## Rows:
⟨

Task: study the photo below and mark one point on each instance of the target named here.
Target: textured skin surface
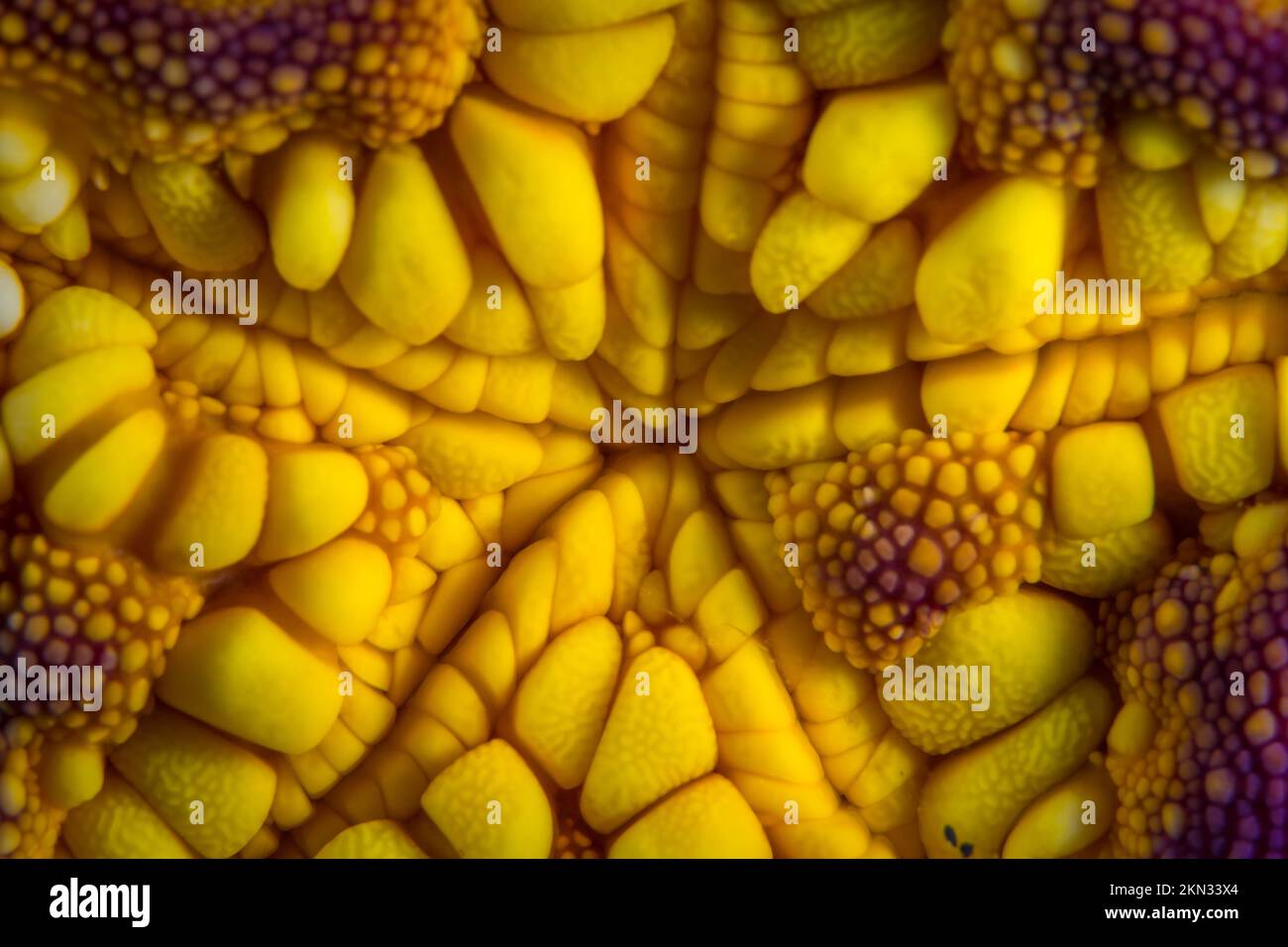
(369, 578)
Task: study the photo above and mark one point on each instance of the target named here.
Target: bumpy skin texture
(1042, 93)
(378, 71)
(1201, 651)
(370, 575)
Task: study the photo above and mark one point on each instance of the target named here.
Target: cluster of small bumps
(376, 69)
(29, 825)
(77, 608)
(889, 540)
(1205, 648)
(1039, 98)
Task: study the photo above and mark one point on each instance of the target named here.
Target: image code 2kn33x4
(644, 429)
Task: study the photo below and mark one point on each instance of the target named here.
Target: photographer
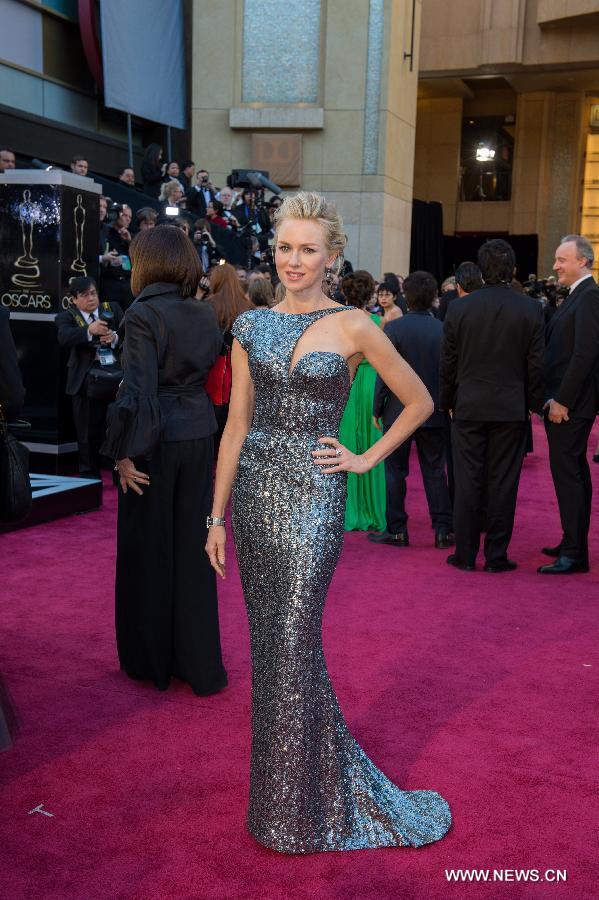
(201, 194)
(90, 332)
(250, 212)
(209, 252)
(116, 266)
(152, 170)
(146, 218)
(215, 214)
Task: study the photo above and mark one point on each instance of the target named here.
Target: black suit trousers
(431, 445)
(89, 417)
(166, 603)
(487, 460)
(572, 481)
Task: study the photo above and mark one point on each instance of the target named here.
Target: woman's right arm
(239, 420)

⟩

## Goal of the exercise:
Copy all the records above word for word, leaving out the pictures.

## Final result:
Task: study the photo below and mark one point on each instance of the target named here.
Target: textured skin surface
(369, 578)
Task: study the photo above and mark one point on each instance of the target named here.
Target: bumpy skin texture
(1042, 93)
(378, 71)
(1201, 651)
(370, 575)
Task: study the photo above and mark one point on each instance of the target named here.
Target: cluster of small bumps
(376, 69)
(29, 825)
(77, 608)
(889, 540)
(1205, 648)
(1039, 98)
Task: study the photo above and mark one point on each instance of the target named here.
Target: image code 2kn33x4
(644, 429)
Task: study the photo below and mark one point on each instance of the target named here.
Target: photographer
(201, 194)
(90, 332)
(250, 212)
(209, 252)
(116, 266)
(152, 170)
(146, 218)
(215, 214)
Task: study the photo above and mark one point on each instance of the target named here.
Target: black suit trousers
(431, 445)
(89, 417)
(166, 603)
(487, 460)
(572, 481)
Task: study the photo above and mark one point on each instance of the target named here.
Target: woman's right arm
(239, 420)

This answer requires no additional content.